Extracted records
▽
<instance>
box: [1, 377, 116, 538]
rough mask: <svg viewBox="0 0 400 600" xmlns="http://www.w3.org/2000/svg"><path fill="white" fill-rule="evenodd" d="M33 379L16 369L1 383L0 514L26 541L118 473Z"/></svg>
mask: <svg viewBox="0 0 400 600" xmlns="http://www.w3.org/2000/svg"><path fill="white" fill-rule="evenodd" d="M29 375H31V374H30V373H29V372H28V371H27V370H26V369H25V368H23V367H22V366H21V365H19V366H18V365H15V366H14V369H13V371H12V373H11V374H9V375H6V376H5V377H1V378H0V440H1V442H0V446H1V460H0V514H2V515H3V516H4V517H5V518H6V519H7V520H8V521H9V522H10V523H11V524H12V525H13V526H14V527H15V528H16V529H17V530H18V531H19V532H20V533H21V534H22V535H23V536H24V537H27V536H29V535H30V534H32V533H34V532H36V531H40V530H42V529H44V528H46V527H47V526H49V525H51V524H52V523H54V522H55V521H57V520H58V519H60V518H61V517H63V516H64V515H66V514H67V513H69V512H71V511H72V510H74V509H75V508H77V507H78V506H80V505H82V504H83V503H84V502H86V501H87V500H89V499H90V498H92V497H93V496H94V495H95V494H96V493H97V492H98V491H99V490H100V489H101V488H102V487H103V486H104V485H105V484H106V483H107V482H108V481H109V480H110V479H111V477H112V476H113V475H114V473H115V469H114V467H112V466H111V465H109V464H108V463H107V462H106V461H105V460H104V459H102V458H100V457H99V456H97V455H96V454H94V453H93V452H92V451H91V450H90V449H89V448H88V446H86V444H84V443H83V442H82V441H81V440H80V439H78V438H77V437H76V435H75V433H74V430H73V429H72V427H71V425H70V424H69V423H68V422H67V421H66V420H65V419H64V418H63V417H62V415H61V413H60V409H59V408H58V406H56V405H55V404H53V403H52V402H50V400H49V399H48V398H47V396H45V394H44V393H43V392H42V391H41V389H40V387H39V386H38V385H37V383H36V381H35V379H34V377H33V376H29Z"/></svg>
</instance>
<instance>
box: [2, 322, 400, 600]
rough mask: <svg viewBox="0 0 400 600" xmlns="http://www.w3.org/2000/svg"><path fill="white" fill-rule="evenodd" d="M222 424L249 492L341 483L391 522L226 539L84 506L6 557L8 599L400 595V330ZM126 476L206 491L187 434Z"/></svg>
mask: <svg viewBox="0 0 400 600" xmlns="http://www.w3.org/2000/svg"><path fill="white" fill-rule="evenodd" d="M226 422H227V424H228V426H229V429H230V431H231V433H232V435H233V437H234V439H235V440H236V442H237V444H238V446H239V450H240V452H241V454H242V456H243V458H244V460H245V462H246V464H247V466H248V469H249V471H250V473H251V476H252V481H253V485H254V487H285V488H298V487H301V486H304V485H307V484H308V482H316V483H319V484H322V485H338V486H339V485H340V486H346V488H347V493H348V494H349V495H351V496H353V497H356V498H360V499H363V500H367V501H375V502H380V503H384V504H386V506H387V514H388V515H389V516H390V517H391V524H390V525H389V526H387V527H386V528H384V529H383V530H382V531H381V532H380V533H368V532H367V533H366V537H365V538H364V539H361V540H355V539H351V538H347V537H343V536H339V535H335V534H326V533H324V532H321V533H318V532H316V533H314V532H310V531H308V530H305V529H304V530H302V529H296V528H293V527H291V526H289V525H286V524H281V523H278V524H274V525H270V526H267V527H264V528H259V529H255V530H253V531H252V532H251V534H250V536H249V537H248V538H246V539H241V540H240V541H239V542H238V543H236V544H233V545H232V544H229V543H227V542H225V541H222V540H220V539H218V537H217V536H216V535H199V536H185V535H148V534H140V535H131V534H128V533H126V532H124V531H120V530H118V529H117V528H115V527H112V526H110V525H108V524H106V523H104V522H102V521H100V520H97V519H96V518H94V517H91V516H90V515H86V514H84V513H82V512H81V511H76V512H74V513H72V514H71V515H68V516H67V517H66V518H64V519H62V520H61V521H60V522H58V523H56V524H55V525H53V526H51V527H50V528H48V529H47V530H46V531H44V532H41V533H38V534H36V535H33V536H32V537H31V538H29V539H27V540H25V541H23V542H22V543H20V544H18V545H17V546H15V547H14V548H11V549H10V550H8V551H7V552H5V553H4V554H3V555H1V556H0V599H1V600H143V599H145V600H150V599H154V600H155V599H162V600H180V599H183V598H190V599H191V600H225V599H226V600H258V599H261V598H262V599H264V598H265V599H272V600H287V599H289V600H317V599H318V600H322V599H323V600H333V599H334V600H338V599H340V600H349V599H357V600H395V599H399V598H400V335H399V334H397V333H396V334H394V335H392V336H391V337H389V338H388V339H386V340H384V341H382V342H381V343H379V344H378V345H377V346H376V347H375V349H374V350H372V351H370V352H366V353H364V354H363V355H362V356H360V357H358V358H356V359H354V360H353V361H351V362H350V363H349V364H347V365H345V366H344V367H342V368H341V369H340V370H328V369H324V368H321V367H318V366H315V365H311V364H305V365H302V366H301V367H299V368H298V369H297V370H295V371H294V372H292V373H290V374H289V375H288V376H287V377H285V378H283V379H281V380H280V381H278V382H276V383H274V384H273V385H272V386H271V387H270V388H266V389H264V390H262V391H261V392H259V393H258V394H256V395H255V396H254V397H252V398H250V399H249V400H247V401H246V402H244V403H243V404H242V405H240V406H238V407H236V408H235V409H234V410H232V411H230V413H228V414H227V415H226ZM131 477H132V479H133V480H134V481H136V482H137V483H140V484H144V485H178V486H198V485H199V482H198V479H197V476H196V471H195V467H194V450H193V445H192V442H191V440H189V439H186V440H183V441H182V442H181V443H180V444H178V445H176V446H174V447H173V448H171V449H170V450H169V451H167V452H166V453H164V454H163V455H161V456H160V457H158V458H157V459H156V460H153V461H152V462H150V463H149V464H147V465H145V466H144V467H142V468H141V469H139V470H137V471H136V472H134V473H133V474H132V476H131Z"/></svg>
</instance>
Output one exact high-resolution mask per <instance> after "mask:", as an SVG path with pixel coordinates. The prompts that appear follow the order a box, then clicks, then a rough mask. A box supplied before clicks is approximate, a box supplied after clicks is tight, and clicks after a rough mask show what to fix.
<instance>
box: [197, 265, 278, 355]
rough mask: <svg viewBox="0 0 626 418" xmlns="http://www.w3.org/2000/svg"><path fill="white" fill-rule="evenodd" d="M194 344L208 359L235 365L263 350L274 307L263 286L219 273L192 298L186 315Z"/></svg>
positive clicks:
△
Work to complete
Write the material out once more, keeping each line exact.

Response
<instance>
box: [1, 377, 116, 538]
rough mask: <svg viewBox="0 0 400 600" xmlns="http://www.w3.org/2000/svg"><path fill="white" fill-rule="evenodd" d="M33 379L16 369L1 383L0 514L26 541L118 473Z"/></svg>
mask: <svg viewBox="0 0 400 600" xmlns="http://www.w3.org/2000/svg"><path fill="white" fill-rule="evenodd" d="M29 375H31V374H30V373H29V372H28V371H27V370H26V369H25V368H23V367H22V366H21V365H19V366H18V365H15V366H14V369H13V371H12V373H11V374H9V375H6V376H5V377H1V378H0V440H1V442H0V446H1V460H0V514H2V515H3V516H4V517H5V518H6V519H7V520H8V521H9V522H10V523H11V524H12V525H13V526H14V527H15V528H16V529H17V530H18V531H19V532H20V533H21V534H22V535H23V536H24V537H27V536H29V535H30V534H32V533H34V532H36V531H40V530H42V529H44V528H46V527H47V526H49V525H51V524H52V523H54V522H55V521H57V520H58V519H60V518H61V517H63V516H64V515H66V514H67V513H69V512H71V511H72V510H74V509H75V508H77V507H78V506H80V505H82V504H83V503H84V502H86V501H87V500H89V499H90V498H92V497H93V496H94V495H95V494H96V493H97V492H98V491H99V490H100V489H101V488H102V487H103V486H104V485H105V484H106V483H107V482H108V481H109V480H110V479H111V477H112V476H113V475H114V473H115V469H114V467H112V466H111V465H109V464H108V463H107V462H106V461H105V460H104V459H102V458H100V457H99V456H97V455H96V454H94V453H93V452H92V451H91V450H90V449H89V448H88V446H86V444H84V443H83V442H82V441H81V440H80V439H78V438H77V437H76V435H75V433H74V430H73V429H72V427H71V425H70V424H69V423H68V422H67V421H66V420H65V419H64V418H63V417H62V415H61V413H60V409H59V408H58V406H56V405H55V404H53V403H52V402H50V400H49V399H48V398H47V396H45V394H44V393H43V392H42V391H41V389H40V387H39V386H38V385H37V383H36V381H35V379H34V377H33V376H29Z"/></svg>
</instance>
<instance>
box: [2, 322, 400, 600]
rough mask: <svg viewBox="0 0 400 600" xmlns="http://www.w3.org/2000/svg"><path fill="white" fill-rule="evenodd" d="M222 424L249 492L341 483L391 522L226 539L84 506L6 557L8 599L400 595V330ZM126 476L206 491L187 434Z"/></svg>
mask: <svg viewBox="0 0 400 600" xmlns="http://www.w3.org/2000/svg"><path fill="white" fill-rule="evenodd" d="M226 422H227V424H228V426H229V429H230V431H231V433H232V435H233V437H234V439H235V440H236V442H237V444H238V446H239V450H240V452H241V454H242V456H243V458H244V460H245V462H246V464H247V466H248V469H249V471H250V473H251V476H252V481H253V485H254V487H285V488H298V487H301V486H304V485H307V484H308V482H316V483H319V484H322V485H338V486H339V485H340V486H346V488H347V493H348V494H349V495H351V496H353V497H356V498H360V499H363V500H367V501H375V502H380V503H384V504H386V506H387V514H388V515H389V516H390V517H391V524H390V525H389V526H387V527H386V528H384V529H383V530H382V531H381V532H380V533H368V532H367V533H366V537H365V538H364V539H361V540H355V539H351V538H347V537H343V536H339V535H335V534H326V533H324V532H321V533H318V532H316V533H314V532H310V531H308V530H305V529H304V530H302V529H296V528H293V527H291V526H289V525H286V524H281V523H278V524H274V525H270V526H267V527H264V528H259V529H255V530H253V531H252V532H251V534H250V536H249V537H248V538H246V539H241V540H240V541H239V542H238V543H236V544H233V545H232V544H229V543H227V542H225V541H222V540H220V539H218V537H217V536H216V535H199V536H185V535H148V534H140V535H131V534H128V533H126V532H124V531H120V530H118V529H117V528H115V527H112V526H110V525H108V524H106V523H104V522H102V521H100V520H97V519H96V518H94V517H91V516H90V515H86V514H84V513H82V512H81V511H76V512H74V513H72V514H71V515H68V516H67V517H66V518H64V519H62V520H61V521H60V522H58V523H56V524H55V525H53V526H51V527H50V528H48V529H47V530H46V531H44V532H41V533H38V534H36V535H33V536H32V537H31V538H29V539H27V540H25V541H23V542H22V543H20V544H18V545H17V546H15V547H14V548H11V549H10V550H8V551H7V552H5V553H4V554H3V555H1V556H0V599H1V600H143V599H145V600H150V599H154V600H155V599H162V600H180V599H183V598H190V599H191V600H225V599H226V600H258V599H261V598H262V599H264V598H265V599H272V600H287V599H289V600H317V599H318V600H322V599H323V600H333V599H334V600H338V599H340V600H349V599H357V600H395V599H399V598H400V335H399V334H397V333H396V334H394V335H392V336H391V337H389V338H388V339H386V340H384V341H382V342H381V343H379V344H378V345H377V346H376V347H375V349H374V350H372V351H370V352H366V353H364V354H363V355H362V356H360V357H358V358H356V359H354V360H353V361H351V362H350V363H349V364H347V365H345V366H344V367H342V368H341V369H340V370H328V369H324V368H321V367H318V366H315V365H311V364H305V365H302V366H301V367H299V368H298V369H297V370H295V371H294V372H292V373H290V374H289V375H288V376H287V377H285V378H283V379H281V380H280V381H278V382H276V383H274V384H273V385H272V386H271V387H270V388H266V389H264V390H262V391H261V392H259V393H258V394H256V395H255V396H254V397H252V398H250V399H249V400H247V401H246V402H244V403H243V404H242V405H240V406H238V407H236V408H235V409H234V410H232V411H230V413H228V414H227V415H226ZM131 477H132V479H133V480H134V481H136V482H137V483H140V484H144V485H178V486H198V485H199V482H198V479H197V476H196V471H195V467H194V450H193V445H192V442H191V440H189V439H186V440H183V441H182V442H181V443H180V444H178V445H176V446H174V447H173V448H171V449H170V450H169V451H167V452H166V453H164V454H163V455H161V456H160V457H158V458H157V459H156V460H153V461H152V462H150V463H149V464H147V465H145V466H144V467H142V468H141V469H139V470H137V471H136V472H134V473H133V474H132V476H131Z"/></svg>
</instance>
Output one exact high-resolution mask per <instance> after "mask:", as an SVG path with pixel coordinates. The prompts that appear follow the order a box, then clicks, then a rough mask. A box supplied before clicks is approximate, a box supplied after clicks is tight, and clicks after a rough mask show what to fix.
<instance>
box: [197, 265, 278, 355]
rough mask: <svg viewBox="0 0 626 418" xmlns="http://www.w3.org/2000/svg"><path fill="white" fill-rule="evenodd" d="M194 344L208 359L235 365L263 350L274 307L263 286L219 273L192 298L186 315Z"/></svg>
positive clicks:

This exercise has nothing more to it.